# Passage shown:
* Start *
# How Fast Do Yellow Tangs Grow?



## Mike122019 (Feb 14, 2005)

I'm thinking about buying a yellow tang about 1" for my 29 gallon FOWLR tank. Everyone says that they grow fast but how fast is that. If I were to get one and put it in a 29 gallon how soon would I have to upgrade? A year more or less? How many inches on average do they grow a year, if any one knows let me know thanks.


----------



## 204CORD (Oct 18, 2004)

go to and do a search, you'll find your answer right away.


----------



## Mike122019 (Feb 14, 2005)

RC? what is that I have been doing resaerch and havent found anything about how much they grow in a year


----------



## -=BOB=- (Mar 6, 2003)

don't do that... it's not really dependable on growth rate, it's just simply to small for any tang of any size...These fishes are active swimmers and require tank where they can swim around and explore. Its mean to trap small tang in 30g. You need to look for nano style fishes such as dwarf gobies and so


----------



## Mike122019 (Feb 14, 2005)
* End *
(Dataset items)
* Start *
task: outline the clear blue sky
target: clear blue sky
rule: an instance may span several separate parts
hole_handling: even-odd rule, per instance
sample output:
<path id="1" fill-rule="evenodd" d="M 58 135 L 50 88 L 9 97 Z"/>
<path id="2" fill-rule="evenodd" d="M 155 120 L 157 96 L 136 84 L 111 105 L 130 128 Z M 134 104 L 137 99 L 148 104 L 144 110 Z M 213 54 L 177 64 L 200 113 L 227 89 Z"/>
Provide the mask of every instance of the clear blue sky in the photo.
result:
* End *
# Problems to work on:
A. In the yellow tang thread, quote the text from "I'm thinking about" up to and including "answer right away.".
B. Give each different username that has a post in the yellow tang thread.

# Worked solutions:
A.
I'm thinking about buying a yellow tang about 1" for my 29 gallon FOWLR tank. Everyone says that they grow fast but how fast is that. If I were to get one and put it in a 29 gallon how soon would I have to upgrade? A year more or less? How many inches on average do they grow a year, if any one knows let me know thanks.


----------



## 204CORD (Oct 18, 2004)

go to and do a search, you'll find your answer right away.

B.
Mike122019
204CORD
-=BOB=-